Work request 1 »
Say whether each statement agrees with the text about Arthur Mann, answering yes or no and quoting the words of the text that decide it. (a) Arthur Mann trained in Canada. (b) Arthur Mann died at age 25. (c) Arthur Mann played for Rawcliffe Cricket Club.
Work request 2 »
Print the part of the text about Arthur Mann that opens with the words containing "My dad went" and closes with "stupidity of war.".
Work request 3 »
In the text about Arthur Mann, where had his squadron recently moved?

Excerpted text »
BEGIN

My dad went for a drink with Arthur whilst he was on leave, just before he was due to return to his squadron at the end of November, 1943. “I could see in his eyes he didn’t want to go back, and how frightened he was,” Dad told me many years later. A few days later, Arthur and his aeroplane were lost over Germany.

Rawcliffe War Memorial. Arthur Mann is on the 1939-1945 panel.
I know about many of the other names too. The stupidity of war.


From the Commonwealth War Graves Commission and other records, I can see that Pilot Office Arthur Mann, son of Arthur and Annie Mann of 30 High Street, Rawcliffe, Yorkshire, 207th Squadron of the Royal Air Force Volunteer Reserve, died aged 23 on the 2nd December, 1943. He had been in the R.A.F. for three years, having trained in Canada. He had been a qualified pilot for about fifteen months, and taken part in ten raids over Germany as Captain of an Avro Lancaster Bomber. The squadron had recently moved to R.A.F. Spilsby in Lincolnshire.

Earlier, from his village school, Arthur had won a County Minor Scholarship to the Grammar School and then joined the clerical staff of the Electricity Board. He had played for Rawcliffe Cricket Club, and as outside right for Rawcliffe United Football Club. He is commemorated in Berlin 1939-1945 War Cemetery and on Rawcliffe War Memorial.

END

Provided information »
BEGIN

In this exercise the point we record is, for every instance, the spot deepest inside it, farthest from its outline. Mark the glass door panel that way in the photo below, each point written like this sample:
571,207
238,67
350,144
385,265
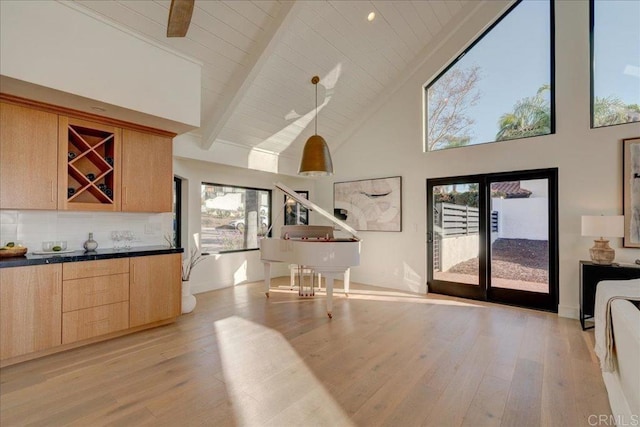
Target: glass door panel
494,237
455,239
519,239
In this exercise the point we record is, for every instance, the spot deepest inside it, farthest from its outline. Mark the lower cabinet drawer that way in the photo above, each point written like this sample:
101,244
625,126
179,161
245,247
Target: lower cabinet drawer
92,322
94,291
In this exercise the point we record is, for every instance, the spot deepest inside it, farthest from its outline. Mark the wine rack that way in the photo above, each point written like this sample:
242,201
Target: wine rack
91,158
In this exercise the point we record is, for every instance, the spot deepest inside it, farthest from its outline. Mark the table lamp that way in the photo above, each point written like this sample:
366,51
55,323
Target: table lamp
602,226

END
BEGIN

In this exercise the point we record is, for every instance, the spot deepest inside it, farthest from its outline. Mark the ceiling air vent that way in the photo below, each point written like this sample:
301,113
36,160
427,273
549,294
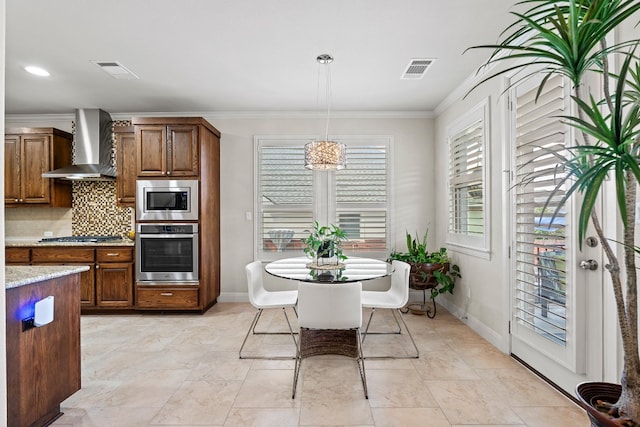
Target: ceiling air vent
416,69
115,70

END
BEGIN

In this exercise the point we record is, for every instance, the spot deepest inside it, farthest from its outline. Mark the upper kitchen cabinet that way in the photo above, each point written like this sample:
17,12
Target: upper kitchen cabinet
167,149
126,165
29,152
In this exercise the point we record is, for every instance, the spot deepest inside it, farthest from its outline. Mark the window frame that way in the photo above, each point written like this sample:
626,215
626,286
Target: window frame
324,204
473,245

END

Written reply 1 »
(a) Yes: "having trained in Canada."
(b) No: "died aged 23 on the 2nd December, 1943."
(c) Yes: "He had played for Rawcliffe Cricket Club"

Written reply 2 »
My dad went for a drink with Arthur whilst he was on leave, just before he was due to return to his squadron at the end of November, 1943. “I could see in his eyes he didn’t want to go back, and how frightened he was,” Dad told me many years later. A few days later, Arthur and his aeroplane were lost over Germany.

Rawcliffe War Memorial. Arthur Mann is on the 1939-1945 panel.
I know about many of the other names too. The stupidity of war.

Written reply 3 »
R.A.F. Spilsby in Lincolnshire.